### What you will do
Could you print every line in the entries below, starting at the line containing "Each <instance> block" and running down through the line containing "box: [0, 0, 28, 20]", both included, with each line reproduced character for character?

### Dataset records

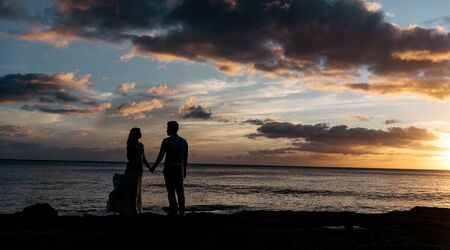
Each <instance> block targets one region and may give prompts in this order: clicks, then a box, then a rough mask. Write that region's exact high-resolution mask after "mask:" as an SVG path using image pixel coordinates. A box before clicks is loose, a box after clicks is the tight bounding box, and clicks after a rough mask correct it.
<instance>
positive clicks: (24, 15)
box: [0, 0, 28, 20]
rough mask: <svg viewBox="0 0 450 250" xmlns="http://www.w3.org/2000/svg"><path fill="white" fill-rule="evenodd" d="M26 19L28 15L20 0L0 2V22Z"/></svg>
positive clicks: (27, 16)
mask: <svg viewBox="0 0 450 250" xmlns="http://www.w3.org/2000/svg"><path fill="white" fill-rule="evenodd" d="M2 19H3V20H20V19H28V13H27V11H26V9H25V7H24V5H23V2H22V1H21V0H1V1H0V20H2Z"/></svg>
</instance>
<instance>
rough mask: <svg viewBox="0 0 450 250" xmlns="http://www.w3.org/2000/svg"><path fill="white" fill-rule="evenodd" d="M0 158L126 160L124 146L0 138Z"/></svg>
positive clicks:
* * *
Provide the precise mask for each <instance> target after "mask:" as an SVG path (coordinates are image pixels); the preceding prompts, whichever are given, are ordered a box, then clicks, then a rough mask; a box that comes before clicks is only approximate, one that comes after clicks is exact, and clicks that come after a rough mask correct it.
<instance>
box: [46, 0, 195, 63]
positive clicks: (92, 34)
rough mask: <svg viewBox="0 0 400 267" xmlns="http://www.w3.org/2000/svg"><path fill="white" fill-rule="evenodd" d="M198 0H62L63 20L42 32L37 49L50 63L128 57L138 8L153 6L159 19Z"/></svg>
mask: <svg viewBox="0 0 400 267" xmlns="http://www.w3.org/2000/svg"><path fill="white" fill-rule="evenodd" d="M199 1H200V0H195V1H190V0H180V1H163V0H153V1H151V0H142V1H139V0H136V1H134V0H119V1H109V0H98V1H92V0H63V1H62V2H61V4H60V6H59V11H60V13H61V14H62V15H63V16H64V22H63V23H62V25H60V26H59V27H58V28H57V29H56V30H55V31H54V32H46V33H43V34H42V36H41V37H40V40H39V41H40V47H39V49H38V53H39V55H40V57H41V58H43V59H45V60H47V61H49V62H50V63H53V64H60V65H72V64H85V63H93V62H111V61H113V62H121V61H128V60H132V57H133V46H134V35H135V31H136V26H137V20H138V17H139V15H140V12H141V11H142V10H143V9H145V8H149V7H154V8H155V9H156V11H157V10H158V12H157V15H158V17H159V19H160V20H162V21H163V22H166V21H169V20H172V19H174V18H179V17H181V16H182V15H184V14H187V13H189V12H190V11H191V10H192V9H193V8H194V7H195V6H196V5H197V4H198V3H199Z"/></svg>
* * *
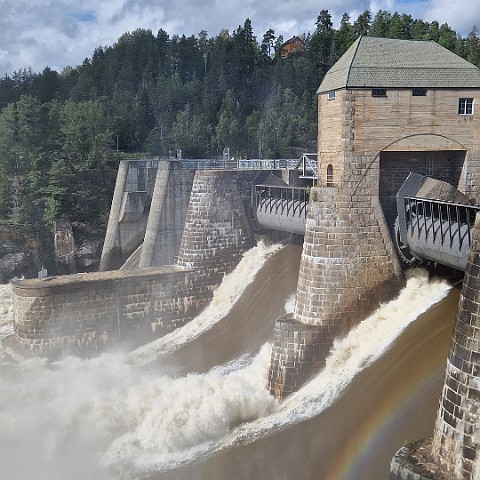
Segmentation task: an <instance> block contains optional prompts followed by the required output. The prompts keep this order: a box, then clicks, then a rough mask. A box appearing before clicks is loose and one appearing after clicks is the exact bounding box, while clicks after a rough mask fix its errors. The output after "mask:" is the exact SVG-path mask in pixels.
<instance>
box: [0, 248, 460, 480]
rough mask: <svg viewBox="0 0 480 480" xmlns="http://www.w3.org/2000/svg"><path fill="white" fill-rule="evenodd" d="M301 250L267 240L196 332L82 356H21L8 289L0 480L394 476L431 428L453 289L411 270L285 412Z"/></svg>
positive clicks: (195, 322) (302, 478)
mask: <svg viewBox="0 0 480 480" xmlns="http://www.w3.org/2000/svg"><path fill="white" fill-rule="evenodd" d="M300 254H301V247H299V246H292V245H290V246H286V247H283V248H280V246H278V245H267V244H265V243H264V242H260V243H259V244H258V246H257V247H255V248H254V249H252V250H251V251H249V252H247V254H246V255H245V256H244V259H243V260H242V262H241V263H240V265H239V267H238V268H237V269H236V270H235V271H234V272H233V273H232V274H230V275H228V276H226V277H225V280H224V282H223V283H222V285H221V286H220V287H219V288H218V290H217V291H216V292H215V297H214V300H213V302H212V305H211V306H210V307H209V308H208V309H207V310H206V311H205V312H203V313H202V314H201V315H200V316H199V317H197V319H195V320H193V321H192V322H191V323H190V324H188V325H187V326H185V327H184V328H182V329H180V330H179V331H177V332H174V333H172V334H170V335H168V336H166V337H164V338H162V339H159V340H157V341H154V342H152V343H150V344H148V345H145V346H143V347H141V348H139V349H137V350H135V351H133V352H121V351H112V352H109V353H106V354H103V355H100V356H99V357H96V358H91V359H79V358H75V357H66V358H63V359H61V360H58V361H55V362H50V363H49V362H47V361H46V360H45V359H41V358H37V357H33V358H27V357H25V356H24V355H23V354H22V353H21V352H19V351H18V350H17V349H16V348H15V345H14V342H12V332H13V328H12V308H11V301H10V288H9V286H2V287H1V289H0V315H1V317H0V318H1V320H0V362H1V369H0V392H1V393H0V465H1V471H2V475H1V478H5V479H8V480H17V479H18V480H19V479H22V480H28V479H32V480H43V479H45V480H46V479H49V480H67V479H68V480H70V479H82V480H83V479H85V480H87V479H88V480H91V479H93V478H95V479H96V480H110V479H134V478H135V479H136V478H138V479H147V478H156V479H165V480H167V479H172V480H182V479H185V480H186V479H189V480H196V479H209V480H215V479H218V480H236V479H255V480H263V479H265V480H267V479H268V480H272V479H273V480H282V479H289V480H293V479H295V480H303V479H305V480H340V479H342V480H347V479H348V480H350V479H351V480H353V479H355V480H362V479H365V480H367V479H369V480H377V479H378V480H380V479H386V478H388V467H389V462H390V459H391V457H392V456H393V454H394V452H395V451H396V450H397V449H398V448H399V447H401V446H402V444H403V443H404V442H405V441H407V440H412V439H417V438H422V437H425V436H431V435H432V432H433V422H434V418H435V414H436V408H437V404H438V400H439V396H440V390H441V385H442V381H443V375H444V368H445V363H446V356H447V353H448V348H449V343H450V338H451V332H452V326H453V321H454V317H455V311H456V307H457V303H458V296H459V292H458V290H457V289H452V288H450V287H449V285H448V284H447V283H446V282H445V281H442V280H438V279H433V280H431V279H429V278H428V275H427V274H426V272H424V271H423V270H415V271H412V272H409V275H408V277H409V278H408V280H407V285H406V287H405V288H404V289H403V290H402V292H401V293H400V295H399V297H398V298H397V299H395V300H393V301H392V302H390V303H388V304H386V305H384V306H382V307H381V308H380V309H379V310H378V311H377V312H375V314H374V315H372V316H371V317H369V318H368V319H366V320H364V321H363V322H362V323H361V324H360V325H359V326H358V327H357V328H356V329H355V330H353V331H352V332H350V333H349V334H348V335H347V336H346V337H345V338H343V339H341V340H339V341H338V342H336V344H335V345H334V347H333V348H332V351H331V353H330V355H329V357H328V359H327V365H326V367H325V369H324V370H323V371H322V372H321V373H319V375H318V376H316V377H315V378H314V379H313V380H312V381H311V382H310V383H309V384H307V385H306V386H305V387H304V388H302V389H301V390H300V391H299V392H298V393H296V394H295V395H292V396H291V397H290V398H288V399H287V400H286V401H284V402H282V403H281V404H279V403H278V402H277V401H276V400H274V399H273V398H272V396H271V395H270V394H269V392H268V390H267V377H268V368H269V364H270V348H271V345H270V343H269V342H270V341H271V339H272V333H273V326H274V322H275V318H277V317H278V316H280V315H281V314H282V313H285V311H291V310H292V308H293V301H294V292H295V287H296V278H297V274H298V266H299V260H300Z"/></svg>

### Written answer
Each <instance> block targets one region and may give prompts in this order: clicks, then a box, then a rough mask. Write that region's exact high-resolution mask after "mask:" as an SVG path using image pixel coordinates. A box before clicks is loose, a box after clicks is the tight bounding box, and clicks after a rough mask correct it.
<instance>
positive clicks: (24, 15)
box: [0, 0, 28, 20]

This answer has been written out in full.